» Task description
Nothing but the lines holding the string "prompts" should appear in the answer. Copy them from the entries.

***

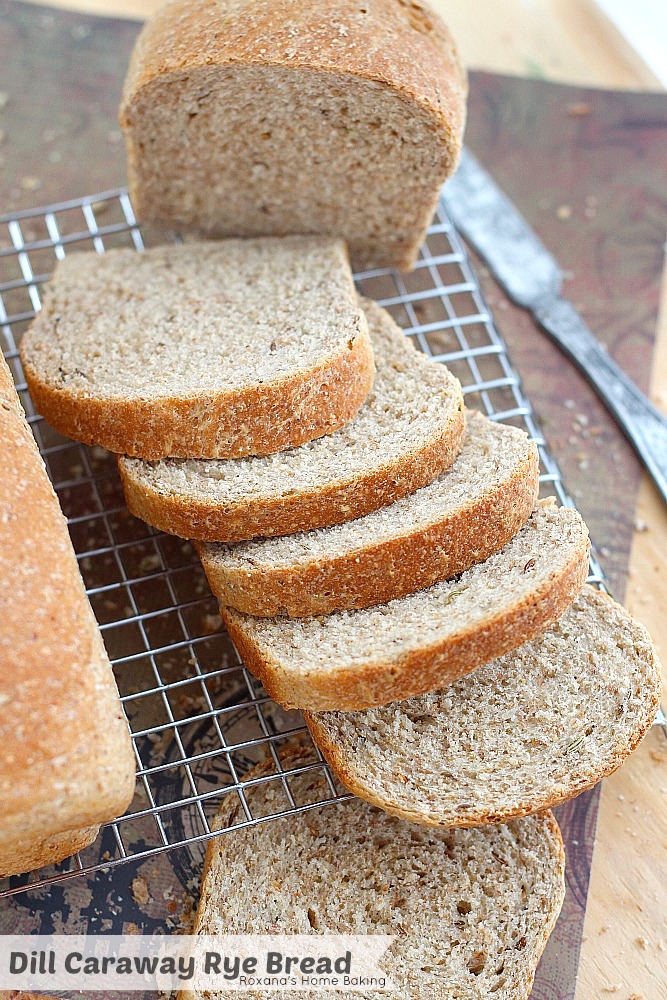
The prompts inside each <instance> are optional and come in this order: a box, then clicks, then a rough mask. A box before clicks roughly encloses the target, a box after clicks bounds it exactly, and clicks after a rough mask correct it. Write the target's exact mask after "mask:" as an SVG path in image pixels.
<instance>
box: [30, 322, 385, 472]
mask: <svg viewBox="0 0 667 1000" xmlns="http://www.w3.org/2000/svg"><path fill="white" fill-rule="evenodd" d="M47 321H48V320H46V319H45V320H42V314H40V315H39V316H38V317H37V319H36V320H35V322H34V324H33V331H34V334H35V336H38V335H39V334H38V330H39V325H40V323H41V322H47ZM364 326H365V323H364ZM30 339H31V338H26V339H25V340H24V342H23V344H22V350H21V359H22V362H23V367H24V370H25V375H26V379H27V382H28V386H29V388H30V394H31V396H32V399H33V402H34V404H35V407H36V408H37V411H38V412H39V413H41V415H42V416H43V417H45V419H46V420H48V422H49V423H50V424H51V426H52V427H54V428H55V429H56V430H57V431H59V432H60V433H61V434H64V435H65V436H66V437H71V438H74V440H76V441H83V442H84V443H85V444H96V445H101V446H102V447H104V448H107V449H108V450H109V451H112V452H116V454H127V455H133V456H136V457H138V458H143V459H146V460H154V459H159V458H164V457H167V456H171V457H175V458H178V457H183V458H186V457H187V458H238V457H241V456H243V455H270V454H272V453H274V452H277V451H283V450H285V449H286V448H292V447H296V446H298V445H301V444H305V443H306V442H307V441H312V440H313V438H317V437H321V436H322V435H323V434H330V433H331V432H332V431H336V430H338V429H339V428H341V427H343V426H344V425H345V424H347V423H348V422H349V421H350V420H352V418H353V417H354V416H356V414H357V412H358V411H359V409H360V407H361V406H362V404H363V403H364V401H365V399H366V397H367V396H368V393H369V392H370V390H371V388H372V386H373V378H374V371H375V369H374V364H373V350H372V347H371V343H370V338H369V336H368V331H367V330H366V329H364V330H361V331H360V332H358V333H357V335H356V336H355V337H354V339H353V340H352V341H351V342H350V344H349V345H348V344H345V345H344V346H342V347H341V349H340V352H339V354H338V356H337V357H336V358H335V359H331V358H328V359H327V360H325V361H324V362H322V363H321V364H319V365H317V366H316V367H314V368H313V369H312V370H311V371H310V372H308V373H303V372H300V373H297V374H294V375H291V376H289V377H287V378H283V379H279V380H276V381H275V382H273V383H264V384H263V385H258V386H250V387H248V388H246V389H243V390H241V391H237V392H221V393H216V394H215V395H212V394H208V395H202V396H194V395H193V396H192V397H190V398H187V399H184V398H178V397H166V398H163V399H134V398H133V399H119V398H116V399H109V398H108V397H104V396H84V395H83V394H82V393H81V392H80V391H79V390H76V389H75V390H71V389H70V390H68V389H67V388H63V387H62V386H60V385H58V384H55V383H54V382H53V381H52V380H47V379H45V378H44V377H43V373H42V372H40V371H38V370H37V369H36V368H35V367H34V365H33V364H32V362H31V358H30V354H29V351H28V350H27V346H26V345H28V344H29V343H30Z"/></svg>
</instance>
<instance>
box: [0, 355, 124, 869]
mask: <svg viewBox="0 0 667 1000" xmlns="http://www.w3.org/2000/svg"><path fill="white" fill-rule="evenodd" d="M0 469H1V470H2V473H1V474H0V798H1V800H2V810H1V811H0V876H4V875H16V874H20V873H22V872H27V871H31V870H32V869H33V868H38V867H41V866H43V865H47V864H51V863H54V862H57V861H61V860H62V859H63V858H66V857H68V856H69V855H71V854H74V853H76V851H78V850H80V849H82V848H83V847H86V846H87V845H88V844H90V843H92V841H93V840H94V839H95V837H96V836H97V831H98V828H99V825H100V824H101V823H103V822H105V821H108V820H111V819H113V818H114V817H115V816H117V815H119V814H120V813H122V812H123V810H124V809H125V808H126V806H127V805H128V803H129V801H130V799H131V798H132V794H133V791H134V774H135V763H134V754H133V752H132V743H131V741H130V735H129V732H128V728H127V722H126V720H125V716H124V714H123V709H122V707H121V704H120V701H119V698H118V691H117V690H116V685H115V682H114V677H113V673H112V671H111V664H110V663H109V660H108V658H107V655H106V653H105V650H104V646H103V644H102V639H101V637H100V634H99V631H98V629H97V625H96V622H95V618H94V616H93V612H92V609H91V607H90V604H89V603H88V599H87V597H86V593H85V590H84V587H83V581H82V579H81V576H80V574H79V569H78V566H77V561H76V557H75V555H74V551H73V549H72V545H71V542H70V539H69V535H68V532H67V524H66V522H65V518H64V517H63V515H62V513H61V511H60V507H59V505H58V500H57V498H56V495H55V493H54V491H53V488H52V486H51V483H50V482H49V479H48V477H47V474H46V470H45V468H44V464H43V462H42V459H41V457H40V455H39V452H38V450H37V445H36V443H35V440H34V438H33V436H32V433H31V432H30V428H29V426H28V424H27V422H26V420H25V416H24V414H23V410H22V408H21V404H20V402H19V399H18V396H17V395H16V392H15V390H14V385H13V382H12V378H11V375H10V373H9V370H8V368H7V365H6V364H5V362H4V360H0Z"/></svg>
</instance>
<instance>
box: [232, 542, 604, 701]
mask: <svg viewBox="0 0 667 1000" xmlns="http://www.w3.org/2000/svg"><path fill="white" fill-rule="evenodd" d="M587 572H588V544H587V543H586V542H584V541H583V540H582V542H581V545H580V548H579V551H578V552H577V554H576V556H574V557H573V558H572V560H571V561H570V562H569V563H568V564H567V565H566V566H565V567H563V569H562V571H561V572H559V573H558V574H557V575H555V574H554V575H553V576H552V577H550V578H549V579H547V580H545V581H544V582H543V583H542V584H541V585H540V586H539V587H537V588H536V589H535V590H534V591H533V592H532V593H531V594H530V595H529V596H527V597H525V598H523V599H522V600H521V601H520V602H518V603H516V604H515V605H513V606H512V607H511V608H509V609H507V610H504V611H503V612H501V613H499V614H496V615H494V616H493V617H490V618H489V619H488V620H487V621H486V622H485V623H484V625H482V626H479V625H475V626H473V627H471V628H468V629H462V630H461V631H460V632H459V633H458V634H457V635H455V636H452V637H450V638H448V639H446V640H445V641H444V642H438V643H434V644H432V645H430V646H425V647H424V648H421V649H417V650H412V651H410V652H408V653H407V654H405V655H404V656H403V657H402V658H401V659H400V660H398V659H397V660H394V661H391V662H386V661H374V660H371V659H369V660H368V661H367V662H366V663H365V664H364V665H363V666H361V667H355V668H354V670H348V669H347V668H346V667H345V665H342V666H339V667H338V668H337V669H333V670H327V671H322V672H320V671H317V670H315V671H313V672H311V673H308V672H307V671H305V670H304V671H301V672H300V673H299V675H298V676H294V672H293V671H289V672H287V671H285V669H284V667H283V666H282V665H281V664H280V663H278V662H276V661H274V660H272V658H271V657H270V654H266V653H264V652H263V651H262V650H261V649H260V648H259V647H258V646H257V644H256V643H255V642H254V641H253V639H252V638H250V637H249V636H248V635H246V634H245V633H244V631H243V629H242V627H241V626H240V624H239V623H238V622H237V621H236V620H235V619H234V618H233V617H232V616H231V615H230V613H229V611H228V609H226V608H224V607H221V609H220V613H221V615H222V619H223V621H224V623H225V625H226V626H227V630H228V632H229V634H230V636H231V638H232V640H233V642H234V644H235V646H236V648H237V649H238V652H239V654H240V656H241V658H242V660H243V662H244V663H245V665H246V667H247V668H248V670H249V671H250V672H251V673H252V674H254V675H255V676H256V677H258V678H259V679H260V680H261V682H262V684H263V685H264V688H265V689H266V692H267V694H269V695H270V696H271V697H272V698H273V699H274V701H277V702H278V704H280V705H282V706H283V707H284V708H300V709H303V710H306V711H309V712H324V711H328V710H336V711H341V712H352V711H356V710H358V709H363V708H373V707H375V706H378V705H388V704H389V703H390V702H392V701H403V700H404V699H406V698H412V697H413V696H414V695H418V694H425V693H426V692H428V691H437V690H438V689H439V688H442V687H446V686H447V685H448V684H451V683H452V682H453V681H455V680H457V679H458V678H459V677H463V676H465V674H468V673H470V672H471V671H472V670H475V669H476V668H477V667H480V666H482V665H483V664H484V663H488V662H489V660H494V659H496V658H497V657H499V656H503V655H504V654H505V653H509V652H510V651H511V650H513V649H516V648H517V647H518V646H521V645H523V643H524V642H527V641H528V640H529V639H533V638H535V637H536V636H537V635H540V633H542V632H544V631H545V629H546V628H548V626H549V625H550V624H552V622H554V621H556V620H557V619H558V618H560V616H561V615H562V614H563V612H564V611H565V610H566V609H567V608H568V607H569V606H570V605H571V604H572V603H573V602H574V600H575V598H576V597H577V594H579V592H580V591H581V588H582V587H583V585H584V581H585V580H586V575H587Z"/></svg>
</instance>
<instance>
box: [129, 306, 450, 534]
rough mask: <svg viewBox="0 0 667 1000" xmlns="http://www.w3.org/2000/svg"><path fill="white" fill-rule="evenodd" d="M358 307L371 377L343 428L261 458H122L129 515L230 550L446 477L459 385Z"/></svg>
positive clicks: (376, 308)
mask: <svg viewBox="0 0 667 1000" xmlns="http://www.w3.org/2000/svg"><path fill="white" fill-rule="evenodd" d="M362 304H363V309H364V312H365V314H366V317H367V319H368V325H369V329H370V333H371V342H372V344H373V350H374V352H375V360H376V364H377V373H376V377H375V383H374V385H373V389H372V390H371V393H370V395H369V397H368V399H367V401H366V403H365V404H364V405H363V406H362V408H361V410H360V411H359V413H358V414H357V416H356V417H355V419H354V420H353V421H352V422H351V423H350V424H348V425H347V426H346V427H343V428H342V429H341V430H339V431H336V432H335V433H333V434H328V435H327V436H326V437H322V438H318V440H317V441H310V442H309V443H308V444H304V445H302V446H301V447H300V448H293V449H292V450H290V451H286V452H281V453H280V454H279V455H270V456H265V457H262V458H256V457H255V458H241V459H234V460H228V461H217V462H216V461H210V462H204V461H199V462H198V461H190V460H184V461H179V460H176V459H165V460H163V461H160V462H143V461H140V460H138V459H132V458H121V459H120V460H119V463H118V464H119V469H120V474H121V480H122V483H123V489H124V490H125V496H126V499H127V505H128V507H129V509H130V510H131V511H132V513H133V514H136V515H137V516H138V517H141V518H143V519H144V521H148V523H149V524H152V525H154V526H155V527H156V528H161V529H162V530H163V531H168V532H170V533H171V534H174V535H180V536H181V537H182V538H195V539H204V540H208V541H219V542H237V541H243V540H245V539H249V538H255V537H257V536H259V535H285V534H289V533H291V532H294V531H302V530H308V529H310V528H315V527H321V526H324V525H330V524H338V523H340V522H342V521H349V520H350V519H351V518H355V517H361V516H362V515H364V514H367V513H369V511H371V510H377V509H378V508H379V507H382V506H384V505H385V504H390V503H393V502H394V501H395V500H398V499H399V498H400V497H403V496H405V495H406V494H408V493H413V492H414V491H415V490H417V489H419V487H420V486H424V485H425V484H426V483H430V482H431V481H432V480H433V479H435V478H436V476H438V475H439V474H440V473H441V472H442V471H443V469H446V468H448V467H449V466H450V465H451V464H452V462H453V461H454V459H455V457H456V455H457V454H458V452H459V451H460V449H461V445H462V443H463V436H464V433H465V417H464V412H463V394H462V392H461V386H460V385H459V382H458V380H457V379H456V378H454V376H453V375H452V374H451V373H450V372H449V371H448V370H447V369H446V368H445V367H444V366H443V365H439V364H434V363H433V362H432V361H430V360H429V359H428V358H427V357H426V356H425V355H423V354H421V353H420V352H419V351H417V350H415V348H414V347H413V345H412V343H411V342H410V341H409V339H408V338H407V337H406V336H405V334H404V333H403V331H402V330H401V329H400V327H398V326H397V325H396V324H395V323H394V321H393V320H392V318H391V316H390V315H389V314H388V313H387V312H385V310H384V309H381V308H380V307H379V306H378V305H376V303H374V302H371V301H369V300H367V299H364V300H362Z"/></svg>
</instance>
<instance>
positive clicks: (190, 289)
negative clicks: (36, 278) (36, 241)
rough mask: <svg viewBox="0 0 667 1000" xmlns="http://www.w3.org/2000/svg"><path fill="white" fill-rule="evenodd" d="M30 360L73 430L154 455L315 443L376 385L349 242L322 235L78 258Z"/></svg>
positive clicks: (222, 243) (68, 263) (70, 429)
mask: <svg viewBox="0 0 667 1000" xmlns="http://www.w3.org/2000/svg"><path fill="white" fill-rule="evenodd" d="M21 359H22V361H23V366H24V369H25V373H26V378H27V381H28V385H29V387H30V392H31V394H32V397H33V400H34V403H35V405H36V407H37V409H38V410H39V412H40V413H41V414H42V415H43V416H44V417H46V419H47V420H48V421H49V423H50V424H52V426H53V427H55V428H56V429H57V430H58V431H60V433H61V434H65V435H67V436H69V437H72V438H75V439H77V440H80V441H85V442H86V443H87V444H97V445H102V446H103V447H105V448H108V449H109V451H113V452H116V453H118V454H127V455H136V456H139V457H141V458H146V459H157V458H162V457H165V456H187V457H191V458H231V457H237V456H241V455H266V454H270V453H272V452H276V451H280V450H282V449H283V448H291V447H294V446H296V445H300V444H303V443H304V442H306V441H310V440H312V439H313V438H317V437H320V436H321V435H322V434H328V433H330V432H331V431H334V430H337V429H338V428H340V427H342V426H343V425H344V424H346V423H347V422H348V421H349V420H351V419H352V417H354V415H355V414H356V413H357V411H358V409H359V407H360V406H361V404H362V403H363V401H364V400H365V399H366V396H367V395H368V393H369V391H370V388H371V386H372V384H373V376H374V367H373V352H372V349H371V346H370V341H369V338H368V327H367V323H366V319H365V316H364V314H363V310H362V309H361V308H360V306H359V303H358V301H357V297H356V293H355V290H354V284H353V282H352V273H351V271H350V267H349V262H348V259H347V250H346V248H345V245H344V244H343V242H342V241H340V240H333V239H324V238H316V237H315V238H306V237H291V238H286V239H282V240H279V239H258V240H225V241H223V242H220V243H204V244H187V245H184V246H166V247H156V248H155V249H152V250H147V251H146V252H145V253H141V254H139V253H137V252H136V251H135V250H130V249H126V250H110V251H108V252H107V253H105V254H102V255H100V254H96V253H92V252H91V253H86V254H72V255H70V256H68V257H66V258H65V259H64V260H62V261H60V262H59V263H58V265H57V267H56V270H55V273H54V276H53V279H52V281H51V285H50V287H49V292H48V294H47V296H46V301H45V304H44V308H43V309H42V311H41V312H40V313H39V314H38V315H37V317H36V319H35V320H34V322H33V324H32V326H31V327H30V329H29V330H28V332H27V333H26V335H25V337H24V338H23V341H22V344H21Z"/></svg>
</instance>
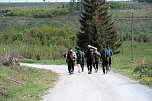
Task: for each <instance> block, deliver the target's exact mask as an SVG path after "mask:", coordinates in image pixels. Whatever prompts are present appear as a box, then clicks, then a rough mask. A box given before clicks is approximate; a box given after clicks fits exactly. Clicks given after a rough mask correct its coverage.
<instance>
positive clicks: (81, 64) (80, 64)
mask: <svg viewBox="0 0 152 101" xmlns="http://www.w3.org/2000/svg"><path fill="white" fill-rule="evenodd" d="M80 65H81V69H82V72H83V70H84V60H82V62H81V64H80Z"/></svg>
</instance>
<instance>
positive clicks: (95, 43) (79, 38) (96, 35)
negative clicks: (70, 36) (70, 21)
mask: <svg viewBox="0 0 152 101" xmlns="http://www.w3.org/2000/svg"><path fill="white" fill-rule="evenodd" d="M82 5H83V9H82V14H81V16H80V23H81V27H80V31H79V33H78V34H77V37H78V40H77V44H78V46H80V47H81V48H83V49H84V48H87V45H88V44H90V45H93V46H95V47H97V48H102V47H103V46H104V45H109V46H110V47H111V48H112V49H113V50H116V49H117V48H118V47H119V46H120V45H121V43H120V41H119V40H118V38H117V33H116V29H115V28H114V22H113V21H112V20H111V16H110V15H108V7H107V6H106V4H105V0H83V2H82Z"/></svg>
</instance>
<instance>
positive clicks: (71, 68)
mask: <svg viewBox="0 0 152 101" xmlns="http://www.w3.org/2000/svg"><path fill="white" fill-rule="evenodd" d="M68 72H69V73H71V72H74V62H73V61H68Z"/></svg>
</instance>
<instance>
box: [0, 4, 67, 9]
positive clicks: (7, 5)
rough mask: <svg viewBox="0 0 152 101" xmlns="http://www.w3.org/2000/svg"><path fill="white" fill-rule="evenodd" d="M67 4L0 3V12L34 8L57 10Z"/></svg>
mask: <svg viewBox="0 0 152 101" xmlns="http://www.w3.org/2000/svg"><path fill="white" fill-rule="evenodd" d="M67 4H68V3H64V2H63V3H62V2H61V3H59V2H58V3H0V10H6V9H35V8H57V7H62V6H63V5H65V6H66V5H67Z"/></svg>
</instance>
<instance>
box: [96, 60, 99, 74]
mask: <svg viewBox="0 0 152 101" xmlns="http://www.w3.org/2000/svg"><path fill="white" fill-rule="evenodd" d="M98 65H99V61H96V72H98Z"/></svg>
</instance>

***

» Your solution
The prompts inside each <instance> are optional and come in this order: a box, then clicks, then a rough mask. A box before clicks roughly encloses the target, a box after clicks bounds it exactly, and clicks after a rough mask correct it. Write the target's exact mask after "mask:" as an SVG path in image pixels.
Task: for each <instance> block, deliver the target's exact mask as an SVG path after "mask:", coordinates in image pixels. Whatever prompts are present appear as a box, then clicks, then a rough mask. A box given before clicks is approximate; a box given after clicks fits exactly. Clicks given after a rough mask correct its coverage.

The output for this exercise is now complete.